JOB :: Please reproduce, word for word, the passage of the Grassform acquisition text below from "The following table" to "(In thousands)".

The estimated purchase price for this acquisition was $50.2 million, or $46.0 million net of cash acquired, with $42.4 million funded at closing with cash on hand and borrowings under the Credit Facility. The acquisition is subject to customary post-closing adjustments pursuant to completion accounts and certain other adjustment mechanisms. Additional potential consideration may also be payable based upon improvements in Grassform’s trailing twelve-month performance through its current financial year-end, February 28, 2026.
The Grassform acquisition has been recorded using the acquisition method of accounting and accordingly, assets acquired and liabilities assumed were recorded at their estimated fair values as of the acquisition date. The acquisition resulted in the recognition of $12.8 million in other intangible assets, consisting of customer relationships and tradename. The customer relationships and tradename are finite-lived intangible assets that are expected to be amortized over periods of 15 years and 10 years, respectively. The excess of the total consideration was recorded as goodwill, which is not deductible for U.S. tax purposes. The fair values of the identifiable assets acquired and liabilities assumed were based on our estimates and assumptions using various market, income, and cost valuation approaches, which are classified within level 3 of the fair value hierarchy.
The following table summarizes the preliminary amounts recognized for the assets acquired and liabilities assumed as of the November 24, 2025 acquisition date.
(In thousands)

DATA EXCERPT ::
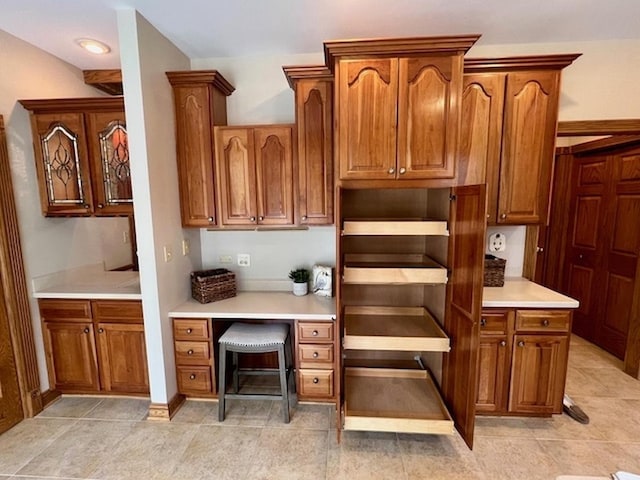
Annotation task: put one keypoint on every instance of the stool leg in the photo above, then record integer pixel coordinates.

OUTPUT BELOW ::
The following table summarizes the preliminary amounts recognized for the assets acquired and liabilities assumed as of the November 24, 2025 acquisition date.
(In thousands)